▶ _Short problem A_
Count the lines in the records below that contain the word "metal", treating case as significant, and give only that number.

Comment. When you run the code cell above, its output appears below it.

Exercise. Enter pd.read_csv? in the empty cell below. Run the cell (Cell at the top, or shift-enter). Do you see the documentation? This is the Jupyter version of help in Spyder's IPython console.

Create dataframes to play with

US GDP and consumption
World Bank GDP per capita for several countries
Fama-French equity returns

Data input 3: APIs

Last time we saw how to read

internet files using links
files on your computer.

The pandas method was read_csv() and read_excel(). A third way is through APIs.

APIs are "application program interfaces". A dataset with an API allows access through some method other than a spreadsheet.

The API is the set of rules for accessing the data. People have written easy-to-use code to access the APIs.

The Pandas developers have created what they call a set of Remote Data Access tools and have put them into a package called pandas_datareader.

FRED.

▶ _Short problem B_
According to the pandas tutorial text above, what is the name of the package that holds the Remote Data Access tools created by the Pandas developers?

▶ _Supplied entries_
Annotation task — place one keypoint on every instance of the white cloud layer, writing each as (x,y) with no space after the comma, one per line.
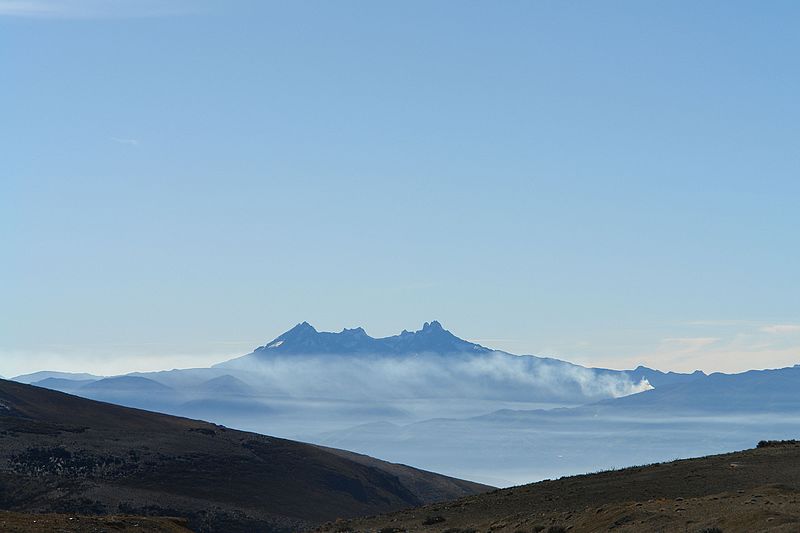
(94,8)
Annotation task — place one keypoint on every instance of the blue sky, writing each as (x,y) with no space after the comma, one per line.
(607,182)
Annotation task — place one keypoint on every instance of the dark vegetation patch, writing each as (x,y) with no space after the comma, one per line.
(778,443)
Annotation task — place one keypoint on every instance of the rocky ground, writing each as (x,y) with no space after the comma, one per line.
(750,491)
(70,523)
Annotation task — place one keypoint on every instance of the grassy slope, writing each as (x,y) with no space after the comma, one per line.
(63,453)
(753,490)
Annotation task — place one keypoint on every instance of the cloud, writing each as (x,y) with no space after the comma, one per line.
(67,9)
(494,376)
(781,328)
(131,142)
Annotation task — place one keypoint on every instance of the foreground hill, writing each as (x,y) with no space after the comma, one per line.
(61,453)
(753,490)
(70,523)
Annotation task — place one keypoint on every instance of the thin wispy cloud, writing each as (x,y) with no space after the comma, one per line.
(130,142)
(781,328)
(95,8)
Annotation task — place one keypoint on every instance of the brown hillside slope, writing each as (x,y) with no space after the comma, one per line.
(61,453)
(749,491)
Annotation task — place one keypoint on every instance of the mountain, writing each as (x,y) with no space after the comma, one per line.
(62,453)
(658,379)
(705,415)
(226,385)
(45,374)
(306,382)
(755,391)
(304,339)
(63,385)
(126,384)
(742,492)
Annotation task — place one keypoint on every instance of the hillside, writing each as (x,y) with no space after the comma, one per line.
(61,453)
(752,490)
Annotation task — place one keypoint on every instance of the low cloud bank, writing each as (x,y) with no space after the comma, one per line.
(496,375)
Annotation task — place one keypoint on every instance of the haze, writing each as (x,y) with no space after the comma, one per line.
(612,184)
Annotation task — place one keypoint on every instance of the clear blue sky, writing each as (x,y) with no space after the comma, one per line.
(607,182)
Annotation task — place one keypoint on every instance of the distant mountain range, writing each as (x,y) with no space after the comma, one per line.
(350,366)
(304,339)
(431,399)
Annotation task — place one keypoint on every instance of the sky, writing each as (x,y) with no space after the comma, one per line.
(610,183)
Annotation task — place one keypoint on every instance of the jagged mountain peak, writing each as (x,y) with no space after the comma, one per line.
(305,339)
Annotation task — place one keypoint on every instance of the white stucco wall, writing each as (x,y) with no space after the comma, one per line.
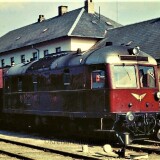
(66,44)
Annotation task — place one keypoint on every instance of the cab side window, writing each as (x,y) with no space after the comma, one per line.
(97,79)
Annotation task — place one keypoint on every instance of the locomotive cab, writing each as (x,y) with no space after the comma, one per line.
(134,94)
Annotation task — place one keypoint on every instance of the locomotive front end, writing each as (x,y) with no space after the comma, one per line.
(134,95)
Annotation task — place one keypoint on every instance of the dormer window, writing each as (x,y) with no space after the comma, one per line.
(46,29)
(18,38)
(58,49)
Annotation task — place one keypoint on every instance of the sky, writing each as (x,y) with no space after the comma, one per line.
(18,13)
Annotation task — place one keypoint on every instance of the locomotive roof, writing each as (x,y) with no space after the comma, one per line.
(107,54)
(145,34)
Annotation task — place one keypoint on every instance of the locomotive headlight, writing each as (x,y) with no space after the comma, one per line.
(158,95)
(130,117)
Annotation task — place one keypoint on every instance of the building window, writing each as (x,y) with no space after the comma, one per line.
(2,63)
(45,53)
(66,77)
(35,55)
(22,58)
(58,49)
(12,61)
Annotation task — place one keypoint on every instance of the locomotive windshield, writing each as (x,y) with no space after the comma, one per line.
(147,77)
(125,76)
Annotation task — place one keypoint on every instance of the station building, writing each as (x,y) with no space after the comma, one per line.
(79,29)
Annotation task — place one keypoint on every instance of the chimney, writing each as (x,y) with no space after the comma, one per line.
(62,10)
(41,18)
(89,6)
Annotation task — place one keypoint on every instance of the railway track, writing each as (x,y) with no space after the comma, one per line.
(29,148)
(19,147)
(147,146)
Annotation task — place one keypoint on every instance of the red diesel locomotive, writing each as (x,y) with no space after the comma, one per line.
(112,88)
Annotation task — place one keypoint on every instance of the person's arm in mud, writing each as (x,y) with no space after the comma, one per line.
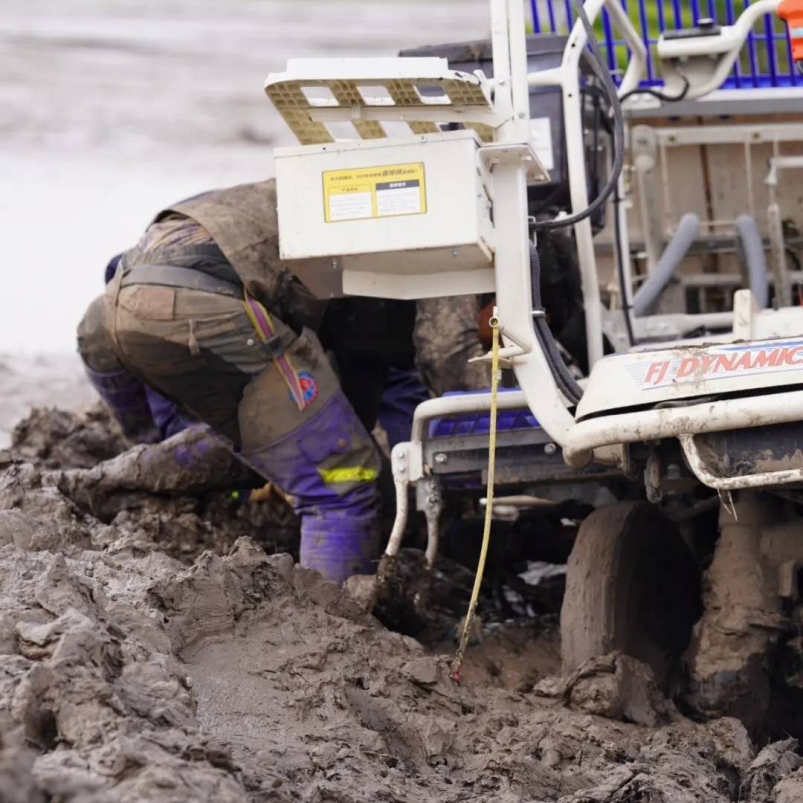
(446,338)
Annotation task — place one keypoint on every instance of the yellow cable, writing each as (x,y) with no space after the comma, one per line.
(489,499)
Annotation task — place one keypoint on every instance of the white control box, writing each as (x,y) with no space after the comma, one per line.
(391,218)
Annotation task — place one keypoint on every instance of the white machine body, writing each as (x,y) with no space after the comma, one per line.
(395,218)
(436,238)
(625,381)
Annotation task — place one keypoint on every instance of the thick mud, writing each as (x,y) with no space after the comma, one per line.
(154,647)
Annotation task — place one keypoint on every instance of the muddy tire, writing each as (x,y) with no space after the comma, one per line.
(631,585)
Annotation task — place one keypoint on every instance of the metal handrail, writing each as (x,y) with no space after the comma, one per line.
(766,61)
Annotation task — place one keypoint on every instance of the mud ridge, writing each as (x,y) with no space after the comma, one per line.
(132,671)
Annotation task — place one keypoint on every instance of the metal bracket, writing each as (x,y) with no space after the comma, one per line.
(514,154)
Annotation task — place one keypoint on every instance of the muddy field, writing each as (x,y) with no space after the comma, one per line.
(157,643)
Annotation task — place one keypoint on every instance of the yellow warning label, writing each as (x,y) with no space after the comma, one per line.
(384,191)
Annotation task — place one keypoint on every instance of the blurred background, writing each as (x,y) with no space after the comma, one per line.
(112,109)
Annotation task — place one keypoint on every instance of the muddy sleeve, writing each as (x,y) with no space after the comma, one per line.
(445,339)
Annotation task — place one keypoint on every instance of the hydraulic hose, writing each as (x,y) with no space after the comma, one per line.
(667,265)
(618,133)
(753,249)
(566,383)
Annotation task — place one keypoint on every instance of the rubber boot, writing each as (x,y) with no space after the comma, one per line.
(329,466)
(125,396)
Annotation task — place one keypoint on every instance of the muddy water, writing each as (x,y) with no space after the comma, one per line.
(231,675)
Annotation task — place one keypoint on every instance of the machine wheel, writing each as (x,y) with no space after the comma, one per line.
(631,585)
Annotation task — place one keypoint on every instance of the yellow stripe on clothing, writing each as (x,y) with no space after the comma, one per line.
(332,476)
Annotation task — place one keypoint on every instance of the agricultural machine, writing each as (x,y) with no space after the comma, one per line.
(667,162)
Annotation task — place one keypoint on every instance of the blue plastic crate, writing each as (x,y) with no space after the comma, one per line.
(765,61)
(480,423)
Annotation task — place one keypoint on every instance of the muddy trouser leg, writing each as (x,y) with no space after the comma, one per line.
(139,410)
(202,349)
(403,392)
(120,390)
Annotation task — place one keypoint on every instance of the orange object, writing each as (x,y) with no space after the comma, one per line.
(791,12)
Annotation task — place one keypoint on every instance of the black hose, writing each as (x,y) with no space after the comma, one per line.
(618,135)
(566,383)
(656,93)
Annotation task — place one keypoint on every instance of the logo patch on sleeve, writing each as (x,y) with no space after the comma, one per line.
(309,387)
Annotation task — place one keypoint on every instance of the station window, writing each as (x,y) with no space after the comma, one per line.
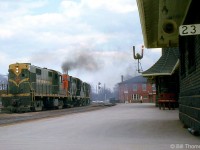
(38,71)
(50,74)
(144,87)
(136,96)
(135,87)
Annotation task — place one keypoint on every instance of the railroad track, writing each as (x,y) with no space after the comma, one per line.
(7,119)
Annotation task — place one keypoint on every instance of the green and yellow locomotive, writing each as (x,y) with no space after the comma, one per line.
(31,88)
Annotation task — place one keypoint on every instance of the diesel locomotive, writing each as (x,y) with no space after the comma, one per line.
(32,88)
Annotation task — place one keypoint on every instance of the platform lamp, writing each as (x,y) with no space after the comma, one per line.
(138,57)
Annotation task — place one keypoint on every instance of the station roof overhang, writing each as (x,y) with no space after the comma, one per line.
(160,21)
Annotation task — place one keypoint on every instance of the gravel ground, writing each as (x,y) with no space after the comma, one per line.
(6,119)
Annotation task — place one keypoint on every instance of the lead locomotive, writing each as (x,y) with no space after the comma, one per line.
(31,88)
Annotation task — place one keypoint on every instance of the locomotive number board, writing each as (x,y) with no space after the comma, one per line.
(192,29)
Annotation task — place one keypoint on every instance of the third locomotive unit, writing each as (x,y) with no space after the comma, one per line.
(31,88)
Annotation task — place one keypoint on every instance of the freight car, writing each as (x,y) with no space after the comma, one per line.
(32,88)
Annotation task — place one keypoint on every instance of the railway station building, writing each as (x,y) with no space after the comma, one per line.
(137,89)
(175,25)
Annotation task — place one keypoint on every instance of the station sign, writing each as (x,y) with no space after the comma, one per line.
(192,29)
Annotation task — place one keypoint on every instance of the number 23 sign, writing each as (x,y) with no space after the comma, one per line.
(192,29)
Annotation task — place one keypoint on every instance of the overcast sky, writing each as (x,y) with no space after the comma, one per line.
(92,38)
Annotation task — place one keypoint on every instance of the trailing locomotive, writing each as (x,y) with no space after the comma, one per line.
(31,88)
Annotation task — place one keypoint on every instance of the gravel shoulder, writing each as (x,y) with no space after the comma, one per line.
(7,119)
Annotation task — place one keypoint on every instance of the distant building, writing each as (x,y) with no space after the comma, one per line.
(137,89)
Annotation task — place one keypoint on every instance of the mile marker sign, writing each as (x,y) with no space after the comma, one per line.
(192,29)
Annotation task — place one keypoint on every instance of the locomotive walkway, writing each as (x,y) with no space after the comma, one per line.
(122,127)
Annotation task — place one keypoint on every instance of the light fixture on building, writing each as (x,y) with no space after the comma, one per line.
(138,57)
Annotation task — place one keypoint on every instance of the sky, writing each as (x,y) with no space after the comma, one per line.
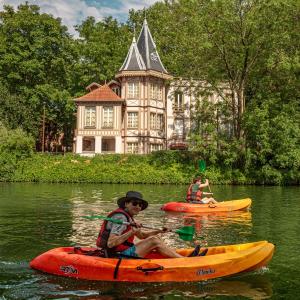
(73,12)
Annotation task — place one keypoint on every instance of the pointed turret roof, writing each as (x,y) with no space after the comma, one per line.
(142,54)
(103,93)
(134,60)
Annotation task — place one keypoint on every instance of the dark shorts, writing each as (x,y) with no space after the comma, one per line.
(129,252)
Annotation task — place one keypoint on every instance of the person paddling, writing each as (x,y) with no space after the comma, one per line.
(195,193)
(118,239)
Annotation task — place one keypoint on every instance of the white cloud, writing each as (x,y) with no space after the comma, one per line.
(73,12)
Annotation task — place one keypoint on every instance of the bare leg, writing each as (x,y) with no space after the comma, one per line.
(212,200)
(147,245)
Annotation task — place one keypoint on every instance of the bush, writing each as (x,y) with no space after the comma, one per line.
(16,142)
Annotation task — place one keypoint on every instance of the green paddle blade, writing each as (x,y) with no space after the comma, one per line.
(201,165)
(186,233)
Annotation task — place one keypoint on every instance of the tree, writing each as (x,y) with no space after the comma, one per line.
(102,48)
(36,61)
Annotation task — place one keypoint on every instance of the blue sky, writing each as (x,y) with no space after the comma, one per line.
(73,12)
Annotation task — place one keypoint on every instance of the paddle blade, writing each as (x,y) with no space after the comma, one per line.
(201,165)
(186,233)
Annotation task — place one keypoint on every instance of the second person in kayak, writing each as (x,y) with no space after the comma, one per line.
(195,193)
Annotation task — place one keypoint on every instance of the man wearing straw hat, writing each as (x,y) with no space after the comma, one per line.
(117,239)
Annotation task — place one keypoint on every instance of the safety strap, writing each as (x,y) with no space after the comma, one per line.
(116,271)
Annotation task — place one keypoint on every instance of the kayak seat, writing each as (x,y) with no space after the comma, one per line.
(195,251)
(203,253)
(94,252)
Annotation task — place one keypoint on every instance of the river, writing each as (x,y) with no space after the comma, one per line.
(37,217)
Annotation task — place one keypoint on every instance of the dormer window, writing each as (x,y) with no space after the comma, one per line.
(178,101)
(133,90)
(108,117)
(90,116)
(117,90)
(153,91)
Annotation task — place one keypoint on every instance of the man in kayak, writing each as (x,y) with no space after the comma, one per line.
(117,239)
(195,193)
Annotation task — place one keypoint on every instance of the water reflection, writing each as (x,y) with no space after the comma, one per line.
(243,286)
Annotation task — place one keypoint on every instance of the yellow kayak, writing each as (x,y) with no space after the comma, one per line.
(224,206)
(219,261)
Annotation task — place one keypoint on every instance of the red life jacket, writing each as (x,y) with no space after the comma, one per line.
(193,193)
(104,234)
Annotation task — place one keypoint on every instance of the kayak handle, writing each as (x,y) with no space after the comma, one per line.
(146,268)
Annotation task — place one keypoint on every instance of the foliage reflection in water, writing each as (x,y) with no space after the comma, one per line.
(37,217)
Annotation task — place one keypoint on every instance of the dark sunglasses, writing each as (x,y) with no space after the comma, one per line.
(135,203)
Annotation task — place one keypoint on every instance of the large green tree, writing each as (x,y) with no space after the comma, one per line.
(36,60)
(102,47)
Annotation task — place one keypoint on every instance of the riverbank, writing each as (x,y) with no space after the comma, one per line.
(164,167)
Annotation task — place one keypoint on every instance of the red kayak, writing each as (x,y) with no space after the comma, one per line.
(224,206)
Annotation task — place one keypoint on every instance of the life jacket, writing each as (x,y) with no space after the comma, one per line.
(193,193)
(104,234)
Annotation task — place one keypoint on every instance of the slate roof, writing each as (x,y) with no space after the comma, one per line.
(103,93)
(142,55)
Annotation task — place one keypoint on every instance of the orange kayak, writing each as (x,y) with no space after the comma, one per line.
(219,261)
(224,206)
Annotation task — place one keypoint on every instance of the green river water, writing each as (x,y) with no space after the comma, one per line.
(37,217)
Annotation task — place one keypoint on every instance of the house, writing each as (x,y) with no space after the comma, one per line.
(139,111)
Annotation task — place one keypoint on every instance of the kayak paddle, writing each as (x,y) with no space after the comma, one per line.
(186,233)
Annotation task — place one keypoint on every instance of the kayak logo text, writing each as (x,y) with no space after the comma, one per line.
(202,272)
(68,270)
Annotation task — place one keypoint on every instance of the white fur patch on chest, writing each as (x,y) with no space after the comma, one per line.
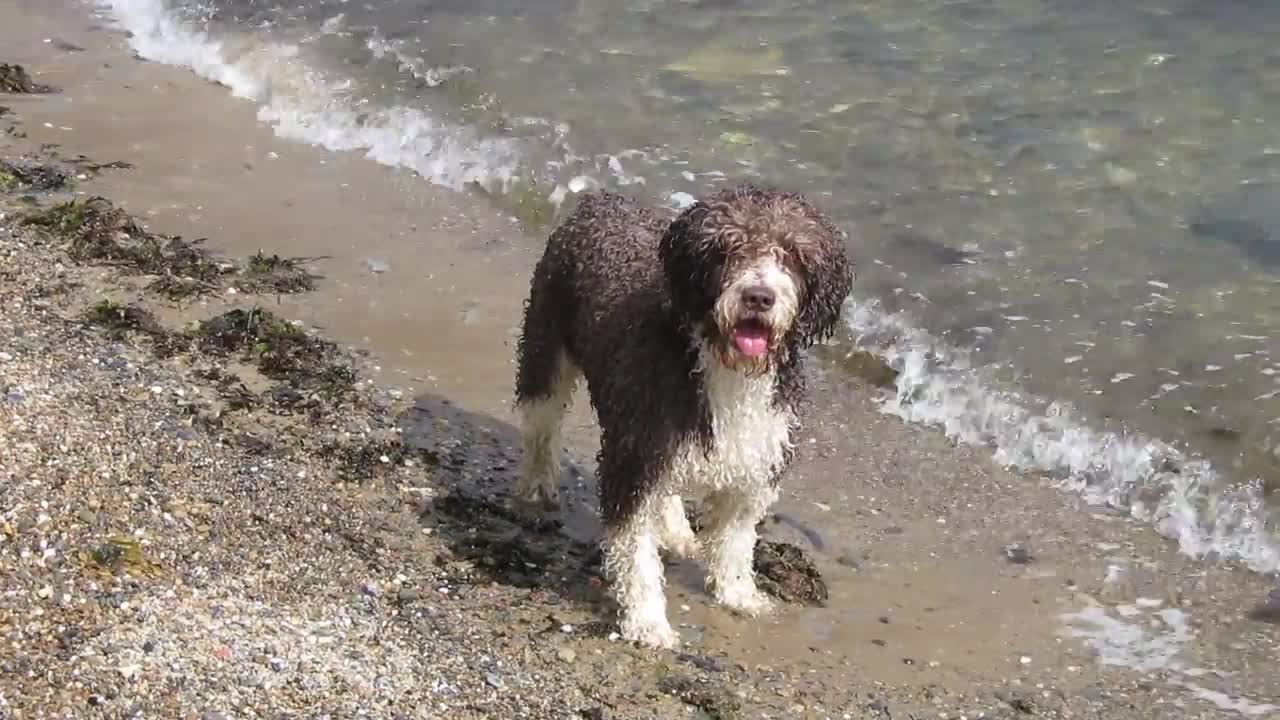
(752,436)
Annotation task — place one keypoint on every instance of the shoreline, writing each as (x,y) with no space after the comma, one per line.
(887,554)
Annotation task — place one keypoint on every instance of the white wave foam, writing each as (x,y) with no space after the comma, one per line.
(302,105)
(1183,497)
(1146,639)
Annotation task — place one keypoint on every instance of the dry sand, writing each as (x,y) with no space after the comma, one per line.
(273,579)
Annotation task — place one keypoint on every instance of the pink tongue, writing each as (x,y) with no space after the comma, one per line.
(752,342)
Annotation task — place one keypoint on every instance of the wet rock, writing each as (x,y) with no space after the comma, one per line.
(713,701)
(1018,554)
(785,572)
(702,662)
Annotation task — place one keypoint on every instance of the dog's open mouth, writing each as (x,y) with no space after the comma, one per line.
(752,337)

▶ _Problem solution A_
2

▶ _Problem solution B_
pandas_datareader